### [Aim of the exercise]
In full and without alteration, return the records below.

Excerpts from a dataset
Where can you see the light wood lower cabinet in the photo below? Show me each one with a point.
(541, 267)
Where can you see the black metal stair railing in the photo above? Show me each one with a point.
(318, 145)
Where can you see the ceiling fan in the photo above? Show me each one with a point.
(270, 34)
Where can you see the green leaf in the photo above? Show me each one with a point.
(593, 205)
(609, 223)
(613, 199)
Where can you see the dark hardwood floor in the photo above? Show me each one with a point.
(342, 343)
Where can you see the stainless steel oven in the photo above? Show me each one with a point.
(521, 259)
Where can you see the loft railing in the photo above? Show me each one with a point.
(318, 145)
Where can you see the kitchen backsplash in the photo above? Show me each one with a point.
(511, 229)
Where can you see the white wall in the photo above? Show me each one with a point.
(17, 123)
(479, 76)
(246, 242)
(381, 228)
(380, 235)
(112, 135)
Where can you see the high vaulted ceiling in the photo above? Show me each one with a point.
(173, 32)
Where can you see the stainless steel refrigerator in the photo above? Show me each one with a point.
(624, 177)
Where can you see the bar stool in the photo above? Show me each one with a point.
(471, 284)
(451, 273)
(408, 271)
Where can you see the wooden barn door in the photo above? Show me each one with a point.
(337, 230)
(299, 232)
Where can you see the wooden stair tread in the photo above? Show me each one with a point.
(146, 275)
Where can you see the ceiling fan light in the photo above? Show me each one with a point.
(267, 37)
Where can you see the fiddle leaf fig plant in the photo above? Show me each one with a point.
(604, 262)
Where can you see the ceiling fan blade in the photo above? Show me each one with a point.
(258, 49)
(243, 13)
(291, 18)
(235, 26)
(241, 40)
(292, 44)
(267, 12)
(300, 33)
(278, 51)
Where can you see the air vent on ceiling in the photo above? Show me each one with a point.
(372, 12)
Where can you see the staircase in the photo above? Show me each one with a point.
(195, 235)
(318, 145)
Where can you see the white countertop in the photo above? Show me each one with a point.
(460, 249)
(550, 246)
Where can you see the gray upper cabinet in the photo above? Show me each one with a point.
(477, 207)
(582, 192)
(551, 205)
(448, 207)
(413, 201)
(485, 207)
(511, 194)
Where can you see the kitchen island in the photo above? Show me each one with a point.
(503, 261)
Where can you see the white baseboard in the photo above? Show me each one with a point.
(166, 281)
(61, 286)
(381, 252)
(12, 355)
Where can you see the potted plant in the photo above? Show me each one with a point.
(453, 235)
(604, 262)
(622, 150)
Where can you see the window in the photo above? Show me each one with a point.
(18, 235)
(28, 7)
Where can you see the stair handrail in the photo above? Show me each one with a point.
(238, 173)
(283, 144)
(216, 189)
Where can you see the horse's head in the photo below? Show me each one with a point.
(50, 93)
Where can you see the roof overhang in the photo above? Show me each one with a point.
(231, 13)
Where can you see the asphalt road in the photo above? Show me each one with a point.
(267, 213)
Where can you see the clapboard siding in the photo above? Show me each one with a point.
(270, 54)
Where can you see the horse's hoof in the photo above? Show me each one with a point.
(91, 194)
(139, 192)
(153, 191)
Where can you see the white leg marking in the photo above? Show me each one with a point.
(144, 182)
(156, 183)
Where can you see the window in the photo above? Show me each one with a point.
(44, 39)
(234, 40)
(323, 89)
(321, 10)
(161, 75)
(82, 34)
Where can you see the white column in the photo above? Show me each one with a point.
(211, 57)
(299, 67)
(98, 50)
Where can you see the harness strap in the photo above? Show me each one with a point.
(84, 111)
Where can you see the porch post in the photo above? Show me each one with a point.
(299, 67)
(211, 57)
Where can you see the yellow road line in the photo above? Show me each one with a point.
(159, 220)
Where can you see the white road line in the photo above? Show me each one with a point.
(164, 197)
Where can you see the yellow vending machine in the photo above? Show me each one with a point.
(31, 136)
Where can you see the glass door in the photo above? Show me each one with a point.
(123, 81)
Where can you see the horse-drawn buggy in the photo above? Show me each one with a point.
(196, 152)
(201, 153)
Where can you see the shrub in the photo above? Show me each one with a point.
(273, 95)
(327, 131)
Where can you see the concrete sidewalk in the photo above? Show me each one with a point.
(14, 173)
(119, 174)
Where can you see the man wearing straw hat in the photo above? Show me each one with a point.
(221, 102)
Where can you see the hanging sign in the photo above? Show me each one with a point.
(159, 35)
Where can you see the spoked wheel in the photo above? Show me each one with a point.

### [Response to this task]
Where can you see the light wood lower cabinet in the photo below? Show me each one with a point.
(541, 267)
Where can you see the black metal stair railing in the photo above? Show me each one with a point.
(318, 145)
Where can you see the ceiling fan in the photo above? Show me each one with a point.
(270, 34)
Where can you see the green leaf in the photo above? Show me each one with a point.
(593, 205)
(609, 223)
(613, 199)
Where can you see the dark hardwood floor in the photo above? Show me each one with a point.
(342, 343)
Where can you see the stainless steel oven in the photo above? Show me each one with a point.
(521, 259)
Where can you see the loft railing in the photo above? Show me each one with a point.
(318, 145)
Where can you see the kitchen backsplash in the photo above? Show me each one with a point.
(511, 229)
Where can you see the white wall in the photo above? Show me each one with a point.
(17, 123)
(479, 76)
(246, 242)
(381, 228)
(380, 235)
(112, 135)
Where can you see the high vaulted ceiling in the photo above? Show me each one with a point.
(173, 32)
Where can you see the stainless steel refrigerator in the photo above? Show me each one with a point.
(624, 177)
Where can you see the bar stool in the photo above? Show me each one with a point.
(471, 284)
(451, 273)
(408, 271)
Where can you see the wooden barn door in the photo above? Show me each one with a point.
(337, 230)
(299, 232)
Where can you see the wooden stair tread in the photo above? Show me each one with a point.
(146, 275)
Where can you see the ceiling fan light in the photo above? Show me each one with a point.
(267, 37)
Where can you see the fiddle leaf fig plant in the photo above? Show me each one with a point.
(604, 262)
Where can you see the ceiling fan blade in the photo above? Show me each one with a point.
(258, 49)
(243, 13)
(291, 18)
(235, 26)
(241, 40)
(292, 44)
(267, 12)
(300, 33)
(278, 51)
Where can you see the air vent on ceiling in the photo above? Show me each one with a point.
(372, 12)
Where can you see the staircase in the photo above? Show me each one with a point.
(195, 235)
(318, 145)
Where can you see the white countertop in the photo above? Show me each one with a point.
(460, 249)
(550, 246)
Where can you see the gray upper cabinet in the photo above? Show me each one with a point.
(477, 207)
(582, 192)
(551, 205)
(448, 207)
(413, 201)
(485, 207)
(511, 194)
Where can you see the kitchen island in the photo above? Show me each one with a point.
(503, 261)
Where can you see the white baseboard in the photo above? Show me each one with a point.
(166, 281)
(61, 286)
(381, 252)
(12, 355)
Where can you see the potted plant in the photo above? Show me each one with a point.
(453, 235)
(604, 262)
(622, 150)
Where can you see the window in the photo above? Show me each one with a point.
(18, 235)
(28, 7)
Where can you see the stair handrail in the photo above? Show me each one with a point.
(238, 173)
(283, 144)
(216, 189)
Where can you see the horse's head in the photo below? Show me each one with a point.
(50, 93)
Where can you see the roof overhang in the photo above? Show me each one with a point.
(231, 13)
Where can you see the asphalt road in the photo above? Show me each one with a point.
(267, 213)
Where can you see the clapboard siding in the photo above? Show me each one with a point.
(270, 54)
Where can you see the horse's hoof in the photo above? Show me each one with a point.
(91, 194)
(139, 192)
(153, 191)
Where can you see the white leg marking in the photo above? Show me each one with a point.
(144, 182)
(156, 183)
Where can you see the window in the photo above? Show me each one with a point.
(44, 39)
(234, 40)
(323, 89)
(321, 10)
(161, 75)
(82, 34)
Where can you see the white column in the photo above? Show me each one with a point.
(211, 57)
(299, 67)
(98, 50)
Where can you see the harness strap in the photo above? Show me each one with a point.
(84, 111)
Where can you see the porch post in the photo above? Show me each one with a point.
(299, 67)
(211, 57)
Where can you see the yellow road line in the photo above? Show me each one with a point.
(159, 220)
Where can you see the white road line in the photo above? Show me each one with a point.
(164, 197)
Where can you see the yellow vending machine in the photo above? Show me each one with a point.
(31, 136)
Where can you see the glass door in the photo above? Show me each one with a point.
(123, 81)
Where can you see the horse-drawn buggy in the photo above? Show me each one with a point.
(196, 152)
(201, 153)
Where can you see the shrub in the photo above? Show me each one with a point.
(273, 95)
(327, 131)
Where can you see the concrete sidewalk in the photo above? Show me each one with a point.
(14, 173)
(119, 174)
Where can you see the man wearing straw hat in the photo above? Show me each one with a point.
(221, 102)
Where can you see the hanging sign in the photo above? Show me each one with a point.
(159, 35)
Where can you see the spoked wheel in the photo above? Show me each one with a point.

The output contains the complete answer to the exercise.